▶ [TASKS TO COMPLETE]:
1 – In the interview on corporate social responsibility, reproduce the passage between "Any other example" and "into early childhood education.", inclusive.
2 – According to the interview on corporate social responsibility, within 10 years, what percentage of households was Manila Water Company required to provide with water connections?

▶ [DOCUMENT EXCERPT]:
---*---

Could you substantiate that through an example?
There is a terrific water utility in Philippines called the Manila Water Company. They have got the concession to run the water utility in Eastern Manila. Eastern Manila has some 5-6 million people. As a part of the water franchise, other than providing water, the company needed to ensure that within 10 years they provided water connections to 95% of the households. Of the five million, around 2.5 million people did not have a water connection. These were people who lived in the slums. The company looked at them as an opportunity because ultimately they got water from somewhere, which was typically poor quality water, which had been stolen from the main pipe anyway.
What happened next?
The company said these poor people are paying more for poor quality water. So they came up with a brilliant idea making sure that they gave a connection to everybody, but the water bill was collected through a community leader. If they went to collect the water bill from every hut it would be very expensive. So the community leader collected the bill. This lowered their cost. But the community leader also ensured that when the water mafia came to steal water illegally, the community acted as a self policing force. Its also worked like a self help group. If one member of the community could not pay the water bill, other people pitched in for one or two months. Also, it was an incremental revenue for the company because water pipes are a fixed cost.
Anything else that they did?
The government gave them the permission to dump the sewage in the sea. But they processed it and made it into sewage cakes which went to regenerate areas which had seen a volcanic eruption in the Philippines. The took the grey water for city boulevards. So it is a very profitable company and is directly linked to the business, where the poor people are seen as an opportunity. And it is a completely integrated company where you will not be able to separate their CSR from their business strategy. It is all integrated. And when the company so profitable the consumers are not saying that they are making too much money like has been the case with micro-finance in Andhra Pradesh.
Any other example that you can share?
There is a bank called the Pittsburgh National Bank(PNC), which operates in mid-west United States, in places like Pittsburgh, Cleveland. The parts that they operate in used to be an industrial area, where the factories have left and so there is a lot of unemployment. The area also has families with a lot of single mothers. They decided to put all their effort into early childhood education.
So how is that a strategy?
Earlier they were doing philanthropy. Some sections were giving to art and culture organizations. Some other directors were supporting their local sports team. They said, let’s aggregate and put it behind one initiative—early childhood education. They got $100 million in early childhood education. So when a company puts in $100 million, then the CEO of the company sits on the national board of education. This $100 million leverages the state budget. They can move the needle. What I am saying is that if you do CSR and if you can focus only one or two things which can move the needle, then it has an impact. The point about CSR is that just like you measure business impact you also have to measure social impact.

---*---

▶ [DATA EXTRACT]:
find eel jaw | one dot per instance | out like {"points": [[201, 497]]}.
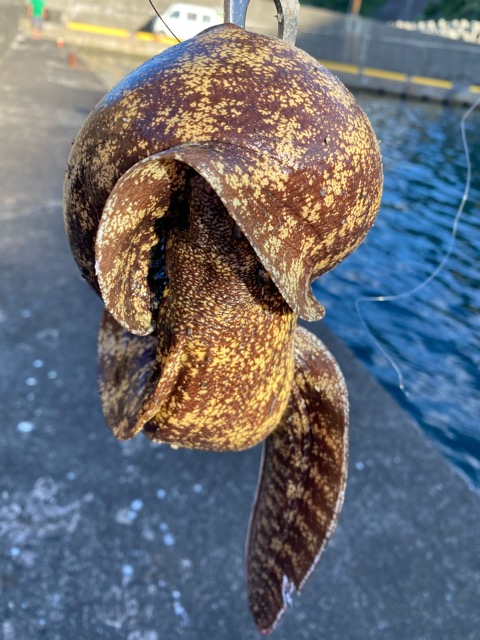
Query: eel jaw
{"points": [[301, 485]]}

---*---

▶ [REPLIES]:
1 –
Any other example that you can share?
There is a bank called the Pittsburgh National Bank(PNC), which operates in mid-west United States, in places like Pittsburgh, Cleveland. The parts that they operate in used to be an industrial area, where the factories have left and so there is a lot of unemployment. The area also has families with a lot of single mothers. They decided to put all their effort into early childhood education.

2 – 95% of the households.